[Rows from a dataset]

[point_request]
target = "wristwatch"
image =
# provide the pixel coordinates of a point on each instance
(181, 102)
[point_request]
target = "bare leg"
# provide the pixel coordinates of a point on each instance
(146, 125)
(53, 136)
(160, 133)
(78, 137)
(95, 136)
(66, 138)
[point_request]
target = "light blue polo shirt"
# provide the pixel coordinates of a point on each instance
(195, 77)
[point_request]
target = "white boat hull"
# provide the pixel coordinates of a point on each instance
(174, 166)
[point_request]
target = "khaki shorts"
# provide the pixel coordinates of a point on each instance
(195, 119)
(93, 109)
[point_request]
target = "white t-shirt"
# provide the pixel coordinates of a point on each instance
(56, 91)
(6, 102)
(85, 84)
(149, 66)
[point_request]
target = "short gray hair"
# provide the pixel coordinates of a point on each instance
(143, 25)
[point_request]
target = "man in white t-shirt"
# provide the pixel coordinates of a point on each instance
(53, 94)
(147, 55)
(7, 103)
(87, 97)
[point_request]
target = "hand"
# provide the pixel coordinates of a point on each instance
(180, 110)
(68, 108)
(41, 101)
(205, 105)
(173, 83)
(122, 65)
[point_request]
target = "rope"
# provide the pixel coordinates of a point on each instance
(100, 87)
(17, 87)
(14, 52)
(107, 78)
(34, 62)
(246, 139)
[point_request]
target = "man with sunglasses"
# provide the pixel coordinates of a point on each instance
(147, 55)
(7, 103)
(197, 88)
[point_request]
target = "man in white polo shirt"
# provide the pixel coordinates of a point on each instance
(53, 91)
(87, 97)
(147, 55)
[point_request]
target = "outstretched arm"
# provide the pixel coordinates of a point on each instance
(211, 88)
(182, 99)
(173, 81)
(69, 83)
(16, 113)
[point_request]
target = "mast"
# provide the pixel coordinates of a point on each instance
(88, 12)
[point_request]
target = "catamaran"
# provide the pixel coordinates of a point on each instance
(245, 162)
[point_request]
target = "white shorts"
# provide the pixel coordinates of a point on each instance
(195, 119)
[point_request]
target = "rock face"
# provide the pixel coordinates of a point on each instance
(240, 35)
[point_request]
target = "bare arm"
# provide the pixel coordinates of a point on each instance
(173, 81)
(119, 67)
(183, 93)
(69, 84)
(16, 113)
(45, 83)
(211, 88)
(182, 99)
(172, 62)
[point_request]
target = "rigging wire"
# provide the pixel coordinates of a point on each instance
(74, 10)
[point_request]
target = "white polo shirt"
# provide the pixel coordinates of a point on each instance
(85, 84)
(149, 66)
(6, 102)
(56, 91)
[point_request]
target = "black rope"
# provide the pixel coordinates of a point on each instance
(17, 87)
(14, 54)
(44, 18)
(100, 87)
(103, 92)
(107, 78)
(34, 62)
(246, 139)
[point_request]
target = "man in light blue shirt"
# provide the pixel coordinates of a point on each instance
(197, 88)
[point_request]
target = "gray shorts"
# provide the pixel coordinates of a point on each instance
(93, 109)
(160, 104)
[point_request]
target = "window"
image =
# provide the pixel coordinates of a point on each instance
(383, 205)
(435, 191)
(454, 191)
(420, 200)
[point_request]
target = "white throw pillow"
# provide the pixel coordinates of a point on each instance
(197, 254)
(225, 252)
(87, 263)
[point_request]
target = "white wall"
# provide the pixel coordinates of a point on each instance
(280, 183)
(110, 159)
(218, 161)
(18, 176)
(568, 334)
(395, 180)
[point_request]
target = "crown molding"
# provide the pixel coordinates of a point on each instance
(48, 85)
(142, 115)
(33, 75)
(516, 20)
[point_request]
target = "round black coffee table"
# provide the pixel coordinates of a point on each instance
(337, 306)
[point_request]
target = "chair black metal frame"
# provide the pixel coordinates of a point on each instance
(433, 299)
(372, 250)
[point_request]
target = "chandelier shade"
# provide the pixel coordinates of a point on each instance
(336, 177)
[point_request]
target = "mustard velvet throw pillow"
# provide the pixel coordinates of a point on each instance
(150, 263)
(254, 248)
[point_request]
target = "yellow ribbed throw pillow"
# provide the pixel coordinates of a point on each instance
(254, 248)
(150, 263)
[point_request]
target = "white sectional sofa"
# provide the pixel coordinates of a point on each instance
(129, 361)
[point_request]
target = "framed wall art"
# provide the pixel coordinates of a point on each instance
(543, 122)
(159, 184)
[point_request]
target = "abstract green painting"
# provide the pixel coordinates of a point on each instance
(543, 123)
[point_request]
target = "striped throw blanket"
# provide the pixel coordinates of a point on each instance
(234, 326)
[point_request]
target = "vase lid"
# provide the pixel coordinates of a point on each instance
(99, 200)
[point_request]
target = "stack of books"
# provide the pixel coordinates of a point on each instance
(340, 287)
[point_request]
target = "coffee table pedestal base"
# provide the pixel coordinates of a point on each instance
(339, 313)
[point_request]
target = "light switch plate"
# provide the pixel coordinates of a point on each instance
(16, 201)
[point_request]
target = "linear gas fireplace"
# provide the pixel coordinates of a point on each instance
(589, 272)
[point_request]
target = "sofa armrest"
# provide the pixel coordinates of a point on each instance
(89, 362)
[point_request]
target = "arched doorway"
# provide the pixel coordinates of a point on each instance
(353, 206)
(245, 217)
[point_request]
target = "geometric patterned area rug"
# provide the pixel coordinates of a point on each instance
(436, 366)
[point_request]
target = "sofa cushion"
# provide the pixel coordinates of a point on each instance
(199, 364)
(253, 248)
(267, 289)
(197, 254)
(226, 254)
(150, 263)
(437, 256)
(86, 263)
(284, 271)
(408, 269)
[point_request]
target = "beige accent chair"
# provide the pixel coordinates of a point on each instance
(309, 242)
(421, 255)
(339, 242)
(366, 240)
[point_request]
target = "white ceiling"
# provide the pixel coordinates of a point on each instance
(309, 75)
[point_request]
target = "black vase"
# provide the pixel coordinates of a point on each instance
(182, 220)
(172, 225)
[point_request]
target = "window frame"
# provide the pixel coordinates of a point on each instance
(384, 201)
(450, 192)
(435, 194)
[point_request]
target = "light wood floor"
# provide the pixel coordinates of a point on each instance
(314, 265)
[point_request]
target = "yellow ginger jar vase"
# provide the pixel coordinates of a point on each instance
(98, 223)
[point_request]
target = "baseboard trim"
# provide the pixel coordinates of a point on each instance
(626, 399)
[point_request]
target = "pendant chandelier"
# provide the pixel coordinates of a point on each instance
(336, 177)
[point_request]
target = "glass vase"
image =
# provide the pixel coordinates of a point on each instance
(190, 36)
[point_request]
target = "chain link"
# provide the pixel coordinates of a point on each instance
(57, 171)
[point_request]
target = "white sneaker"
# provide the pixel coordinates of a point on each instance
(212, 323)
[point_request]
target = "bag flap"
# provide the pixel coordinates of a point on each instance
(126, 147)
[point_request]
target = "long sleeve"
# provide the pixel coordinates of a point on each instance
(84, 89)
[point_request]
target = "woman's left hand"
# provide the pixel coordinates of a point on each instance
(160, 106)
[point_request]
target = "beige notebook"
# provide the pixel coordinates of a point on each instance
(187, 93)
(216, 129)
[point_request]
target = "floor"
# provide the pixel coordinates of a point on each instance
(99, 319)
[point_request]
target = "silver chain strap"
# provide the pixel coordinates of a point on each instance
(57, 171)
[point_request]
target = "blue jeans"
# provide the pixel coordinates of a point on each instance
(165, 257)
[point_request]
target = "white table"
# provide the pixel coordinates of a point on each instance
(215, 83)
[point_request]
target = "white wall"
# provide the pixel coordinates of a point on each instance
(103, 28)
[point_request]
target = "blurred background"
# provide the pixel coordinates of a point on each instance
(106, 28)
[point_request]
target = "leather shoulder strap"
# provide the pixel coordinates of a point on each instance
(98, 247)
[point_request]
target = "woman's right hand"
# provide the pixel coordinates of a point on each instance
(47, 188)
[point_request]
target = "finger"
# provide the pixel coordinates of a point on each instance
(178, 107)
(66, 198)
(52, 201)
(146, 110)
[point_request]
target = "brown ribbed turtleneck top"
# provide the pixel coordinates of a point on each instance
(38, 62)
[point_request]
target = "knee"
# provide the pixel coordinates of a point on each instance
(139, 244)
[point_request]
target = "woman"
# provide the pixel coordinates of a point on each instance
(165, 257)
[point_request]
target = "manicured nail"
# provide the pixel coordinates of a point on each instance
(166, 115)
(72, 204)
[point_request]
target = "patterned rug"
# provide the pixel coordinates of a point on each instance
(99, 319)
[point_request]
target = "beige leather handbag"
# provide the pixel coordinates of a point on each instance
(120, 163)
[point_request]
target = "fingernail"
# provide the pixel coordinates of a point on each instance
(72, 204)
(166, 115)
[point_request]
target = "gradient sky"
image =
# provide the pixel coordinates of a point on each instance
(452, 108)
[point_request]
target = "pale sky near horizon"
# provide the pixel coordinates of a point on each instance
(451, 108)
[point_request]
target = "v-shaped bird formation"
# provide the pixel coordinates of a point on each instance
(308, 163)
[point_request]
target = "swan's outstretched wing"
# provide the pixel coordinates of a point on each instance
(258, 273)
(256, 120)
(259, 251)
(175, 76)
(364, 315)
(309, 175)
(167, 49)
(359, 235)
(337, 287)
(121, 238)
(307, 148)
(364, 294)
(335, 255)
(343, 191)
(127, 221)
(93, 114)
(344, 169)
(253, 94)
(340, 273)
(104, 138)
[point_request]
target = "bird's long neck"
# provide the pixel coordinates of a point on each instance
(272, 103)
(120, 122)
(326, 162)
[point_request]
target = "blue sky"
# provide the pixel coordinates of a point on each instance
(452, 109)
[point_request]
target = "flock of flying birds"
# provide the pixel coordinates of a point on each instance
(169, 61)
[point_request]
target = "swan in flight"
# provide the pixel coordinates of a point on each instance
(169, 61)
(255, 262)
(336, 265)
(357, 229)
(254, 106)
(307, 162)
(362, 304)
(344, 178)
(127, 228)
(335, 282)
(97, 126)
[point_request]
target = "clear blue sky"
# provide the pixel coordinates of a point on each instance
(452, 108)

◆ To do ◆
How many lines in the data above contain the string "table"? Case counts. Reply with the number alone.

◆ Exercise response ◆
3